▸ **Exercise instructions**:
Leaving the pictures aside, restate all of the data exactly.

------ Exercise data ------

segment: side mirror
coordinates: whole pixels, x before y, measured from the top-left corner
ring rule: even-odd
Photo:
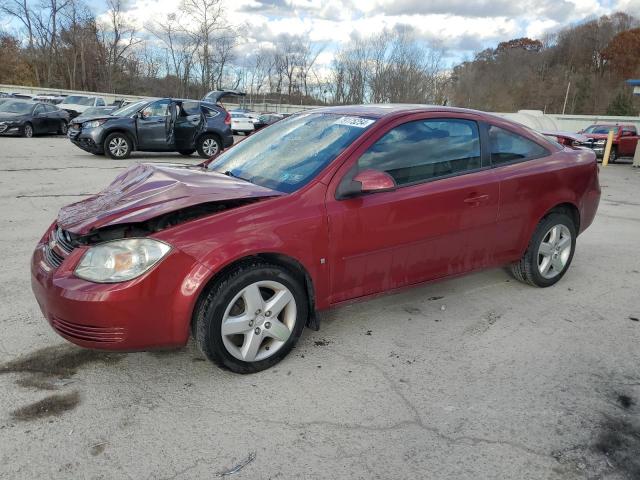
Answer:
[[[347,198],[362,193],[390,192],[396,187],[396,181],[391,175],[369,168],[356,174],[348,185],[340,189],[339,196]]]

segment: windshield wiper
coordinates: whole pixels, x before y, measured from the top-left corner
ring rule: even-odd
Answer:
[[[253,183],[253,182],[252,182],[251,180],[249,180],[248,178],[244,178],[244,177],[241,177],[240,175],[236,175],[236,174],[235,174],[235,173],[233,173],[231,170],[227,170],[226,172],[224,172],[224,174],[225,174],[227,177],[237,178],[237,179],[240,179],[240,180],[244,180],[245,182]]]

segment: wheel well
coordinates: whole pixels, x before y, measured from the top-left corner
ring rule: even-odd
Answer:
[[[191,323],[192,323],[191,326],[193,327],[193,321],[196,317],[196,312],[198,311],[200,301],[206,295],[206,292],[209,290],[209,287],[213,285],[216,281],[218,281],[220,278],[223,278],[225,275],[235,270],[239,266],[247,263],[255,262],[256,260],[263,260],[273,265],[282,267],[300,281],[300,283],[304,286],[307,292],[307,298],[309,300],[309,318],[307,319],[307,327],[313,330],[318,330],[320,327],[320,324],[319,324],[318,317],[316,315],[315,289],[313,286],[313,281],[311,280],[311,276],[309,275],[307,270],[304,268],[304,266],[302,266],[300,262],[298,262],[294,258],[288,257],[287,255],[282,255],[279,253],[259,253],[256,255],[247,256],[247,257],[238,259],[233,263],[230,263],[219,272],[216,272],[216,274],[209,279],[205,287],[202,289],[202,292],[200,293],[198,301],[196,302],[196,307],[194,308],[193,313],[191,315]]]
[[[210,135],[212,137],[215,137],[216,140],[218,140],[218,143],[220,144],[220,151],[222,151],[222,148],[224,148],[224,146],[222,145],[222,137],[220,135],[218,135],[216,132],[202,132],[200,135],[198,135],[196,137],[196,145],[198,144],[198,142],[200,141],[200,139],[202,137],[204,137],[205,135]]]
[[[576,227],[576,232],[580,231],[580,211],[573,203],[561,203],[549,210],[544,216],[546,217],[550,213],[564,213],[573,220],[573,225]]]
[[[121,128],[114,128],[113,130],[109,130],[108,132],[106,132],[104,134],[104,137],[102,138],[102,143],[103,144],[104,144],[104,141],[107,139],[107,137],[109,135],[111,135],[112,133],[121,133],[124,136],[126,136],[129,139],[129,141],[131,142],[131,145],[133,146],[133,150],[137,150],[138,144],[136,142],[136,139],[133,138],[133,135],[131,135],[131,132],[127,132],[126,130],[123,130]]]

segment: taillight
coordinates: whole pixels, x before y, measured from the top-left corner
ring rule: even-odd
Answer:
[[[227,116],[224,117],[224,124],[231,125],[231,114],[229,112],[227,112]]]

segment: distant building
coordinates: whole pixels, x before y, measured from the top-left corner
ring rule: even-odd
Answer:
[[[640,96],[640,80],[627,80],[627,85],[633,87],[633,94]]]

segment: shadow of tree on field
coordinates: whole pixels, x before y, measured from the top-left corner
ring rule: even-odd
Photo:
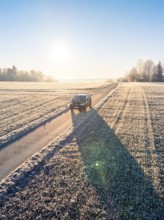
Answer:
[[[90,184],[107,208],[109,219],[164,219],[164,204],[152,183],[95,109],[75,114],[84,130],[75,132]],[[111,218],[110,213],[115,218]]]

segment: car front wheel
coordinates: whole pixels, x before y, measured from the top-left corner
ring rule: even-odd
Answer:
[[[83,110],[86,111],[86,107],[84,107]]]

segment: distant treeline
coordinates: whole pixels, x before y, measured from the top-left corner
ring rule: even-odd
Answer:
[[[164,82],[164,64],[162,65],[161,61],[159,61],[155,65],[152,60],[143,61],[140,59],[136,66],[120,80],[129,82]]]
[[[0,81],[50,82],[55,79],[51,76],[45,76],[41,71],[18,70],[13,66],[12,68],[0,68]]]

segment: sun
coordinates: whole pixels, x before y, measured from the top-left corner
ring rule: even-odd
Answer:
[[[69,61],[69,50],[64,44],[56,44],[53,48],[53,60],[57,65],[64,66]]]

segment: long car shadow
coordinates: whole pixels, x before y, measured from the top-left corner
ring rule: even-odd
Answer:
[[[95,109],[75,114],[74,128],[90,184],[109,213],[109,219],[164,219],[164,204],[152,183]],[[113,218],[110,213],[113,212]]]

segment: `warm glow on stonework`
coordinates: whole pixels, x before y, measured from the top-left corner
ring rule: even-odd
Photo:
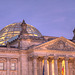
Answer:
[[[47,61],[48,75],[49,75],[49,62]]]
[[[54,60],[52,60],[52,75],[54,75]]]
[[[65,75],[65,61],[62,61],[62,68],[64,67],[64,75]]]

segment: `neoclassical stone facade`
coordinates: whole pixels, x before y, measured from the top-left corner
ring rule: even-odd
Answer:
[[[75,31],[64,37],[30,36],[25,21],[15,39],[0,46],[0,75],[75,75]]]

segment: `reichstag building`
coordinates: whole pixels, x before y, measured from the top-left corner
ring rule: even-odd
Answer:
[[[43,36],[13,23],[0,30],[0,75],[75,75],[75,29],[71,40]]]

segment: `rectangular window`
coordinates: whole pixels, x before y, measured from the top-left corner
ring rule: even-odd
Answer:
[[[11,70],[16,70],[16,63],[11,63]]]
[[[3,70],[4,69],[4,63],[0,63],[0,70]]]

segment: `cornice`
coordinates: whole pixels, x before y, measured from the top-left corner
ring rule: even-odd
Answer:
[[[45,42],[45,43],[43,43],[43,44],[41,44],[41,45],[38,45],[38,46],[35,46],[33,49],[42,49],[42,47],[46,47],[46,46],[48,46],[48,45],[53,45],[53,44],[55,44],[56,42],[59,42],[59,41],[62,41],[62,42],[64,42],[64,43],[68,43],[68,45],[71,45],[73,48],[75,48],[75,43],[73,43],[72,41],[70,41],[70,40],[68,40],[68,39],[66,39],[66,38],[64,38],[64,37],[59,37],[59,38],[56,38],[56,39],[54,39],[54,40],[51,40],[51,41],[48,41],[48,42]]]
[[[4,48],[0,47],[0,53],[18,53],[19,49],[17,48]]]

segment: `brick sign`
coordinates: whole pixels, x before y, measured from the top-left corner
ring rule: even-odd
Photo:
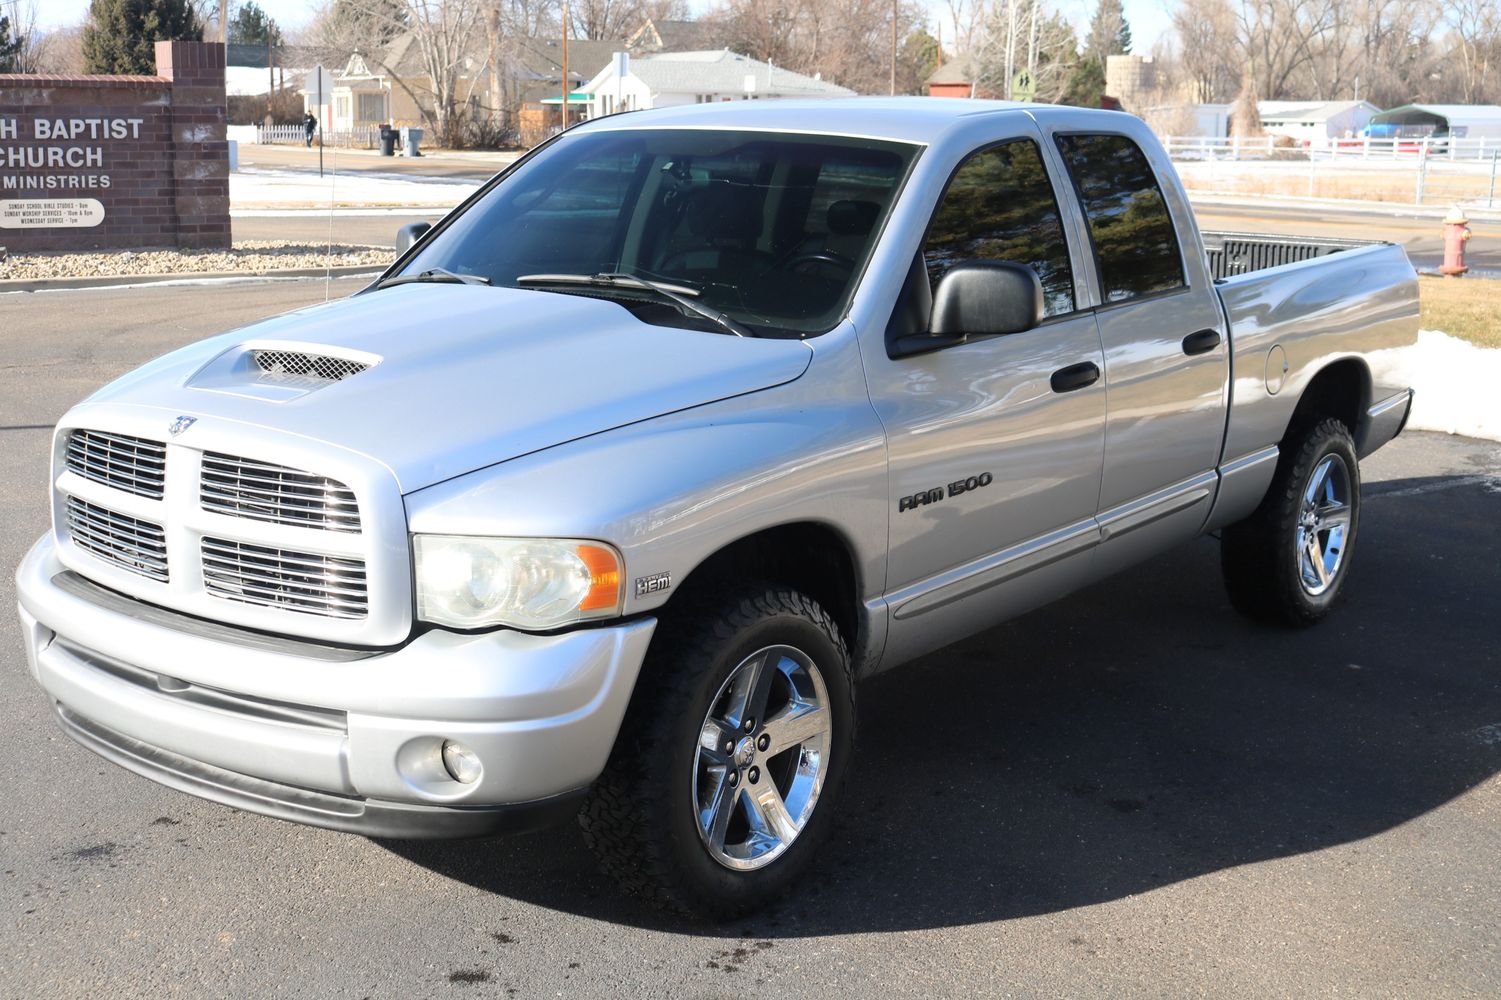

------

▸ **Written response**:
segment: side mirror
coordinates: whole pixels, x before y, measured from the top-left corner
ring rule: even-odd
Photo:
Answer:
[[[347,198],[362,193],[390,192],[396,187],[396,181],[391,175],[369,168],[356,174],[348,185],[340,189],[339,196]]]

segment: windshield wiper
coordinates: whole pixels, x before y, measured from the top-left corner
ring rule: even-odd
Answer:
[[[253,183],[253,182],[252,182],[251,180],[249,180],[248,178],[244,178],[244,177],[241,177],[240,175],[236,175],[236,174],[235,174],[235,173],[233,173],[231,170],[227,170],[226,172],[224,172],[224,174],[225,174],[227,177],[237,178],[237,179],[240,179],[240,180],[244,180],[245,182]]]

segment: wheel well
coordinates: whole pixels, x before y, measured from the top-left corner
ring rule: even-odd
Answer:
[[[191,323],[192,323],[191,326],[193,327],[193,321],[196,317],[196,312],[198,311],[200,301],[206,295],[206,292],[209,290],[209,287],[213,285],[216,281],[218,281],[220,278],[223,278],[225,275],[235,270],[239,266],[247,263],[255,262],[256,260],[263,260],[273,265],[282,267],[300,281],[300,283],[304,286],[307,292],[307,298],[309,300],[309,318],[307,319],[307,327],[313,330],[318,330],[320,327],[320,324],[319,324],[318,317],[316,315],[315,289],[313,286],[313,281],[311,280],[311,276],[309,275],[307,270],[304,268],[304,266],[302,266],[300,262],[298,262],[294,258],[288,257],[287,255],[282,255],[279,253],[259,253],[256,255],[247,256],[247,257],[238,259],[233,263],[230,263],[219,272],[216,272],[216,274],[209,279],[205,287],[202,289],[202,292],[200,293],[198,301],[196,302],[196,307],[194,308],[193,313],[191,315]]]
[[[210,135],[212,137],[215,137],[216,140],[218,140],[218,143],[220,144],[220,151],[222,151],[222,148],[224,148],[224,146],[222,145],[222,137],[220,135],[218,135],[216,132],[202,132],[200,135],[198,135],[196,137],[196,145],[198,144],[198,142],[200,141],[200,139],[202,137],[204,137],[205,135]]]
[[[576,227],[576,232],[580,231],[580,211],[573,203],[561,203],[549,210],[544,216],[546,217],[550,213],[564,213],[573,220],[573,225]]]
[[[121,128],[114,128],[113,130],[109,130],[108,132],[106,132],[104,134],[104,137],[102,138],[102,143],[103,144],[104,144],[104,141],[107,139],[107,137],[109,135],[111,135],[112,133],[121,133],[124,136],[126,136],[129,139],[129,141],[131,142],[131,145],[133,146],[133,150],[137,150],[138,144],[136,142],[136,139],[133,138],[133,135],[131,135],[131,132],[127,132],[126,130],[123,130]]]

segment: taillight
coordinates: whole pixels, x before y, measured from the top-left corner
ring rule: even-odd
Answer:
[[[227,116],[224,117],[224,124],[231,125],[231,114],[229,112],[227,112]]]

segment: distant building
coordinates: whole pixels, x before y, measured from the top-left corner
ring rule: even-odd
Answer:
[[[640,96],[640,80],[627,80],[627,85],[633,87],[633,94]]]

segment: shadow of tree on field
coordinates: whole pixels, x before y, measured from the top-left corner
ring rule: even-odd
Photo:
Answer:
[[[90,184],[107,208],[109,219],[164,219],[164,204],[152,183],[95,109],[75,114],[84,130],[75,132]],[[111,218],[110,213],[115,218]]]

segment: car front wheel
coordinates: whole pixels, x before y, measured from the top-left corner
ring rule: even-odd
Answer:
[[[83,110],[86,111],[86,107],[84,107]]]

segment: distant treeline
coordinates: whole pixels, x before y, measured from the top-left corner
ring rule: even-odd
Answer:
[[[164,82],[164,64],[162,65],[161,61],[159,61],[155,65],[152,60],[143,61],[140,59],[136,66],[120,80],[129,82]]]
[[[0,81],[50,82],[55,79],[51,76],[45,76],[41,71],[18,70],[13,66],[12,68],[0,68]]]

segment: sun
coordinates: whole pixels, x before y, measured from the top-left corner
ring rule: even-odd
Answer:
[[[69,61],[69,50],[64,44],[56,44],[53,48],[53,60],[57,65],[64,66]]]

segment: long car shadow
coordinates: whole pixels, x before y, measured from the top-left corner
ring rule: even-odd
Answer:
[[[95,109],[75,114],[74,128],[90,184],[109,213],[109,219],[164,219],[164,204],[152,183]],[[113,218],[110,213],[113,212]]]

segment: `warm glow on stonework`
coordinates: whole pixels, x before y, measured from the top-left corner
ring rule: even-odd
Photo:
Answer:
[[[47,61],[48,75],[49,75],[49,62]]]
[[[54,60],[52,60],[52,75],[54,75]]]
[[[65,75],[65,61],[62,61],[62,68],[64,67],[64,75]]]

segment: `neoclassical stone facade`
coordinates: whole pixels, x before y, measured from the top-left corner
ring rule: even-odd
Answer:
[[[75,31],[64,37],[30,36],[25,21],[15,39],[0,46],[0,75],[75,75]]]

segment: `reichstag building`
coordinates: whole pixels, x before y, measured from the top-left corner
ring rule: even-odd
Answer:
[[[43,36],[13,23],[0,30],[0,75],[75,75],[75,29],[71,40]]]

segment: `rectangular window`
coordinates: whole pixels, x before y, measured from the top-left corner
ring rule: even-odd
Answer:
[[[11,70],[16,70],[16,63],[11,63]]]
[[[3,70],[4,69],[4,63],[0,63],[0,70]]]

segment: `cornice`
coordinates: whole pixels, x before y, measured from the top-left corner
ring rule: even-odd
Answer:
[[[45,42],[45,43],[43,43],[43,44],[41,44],[41,45],[38,45],[38,46],[35,46],[33,49],[42,49],[42,47],[46,47],[46,46],[48,46],[48,45],[53,45],[53,44],[55,44],[56,42],[59,42],[59,41],[62,41],[62,42],[64,42],[64,43],[68,43],[68,45],[71,45],[73,48],[75,48],[75,43],[73,43],[72,41],[70,41],[70,40],[68,40],[68,39],[66,39],[66,38],[64,38],[64,37],[59,37],[59,38],[56,38],[56,39],[54,39],[54,40],[51,40],[51,41],[48,41],[48,42]]]
[[[4,48],[0,47],[0,53],[18,53],[19,49],[17,48]]]

segment: `brick sign`
coordinates: whole pixels, x before y, measured from the top-left corner
ring rule: even-odd
Photo:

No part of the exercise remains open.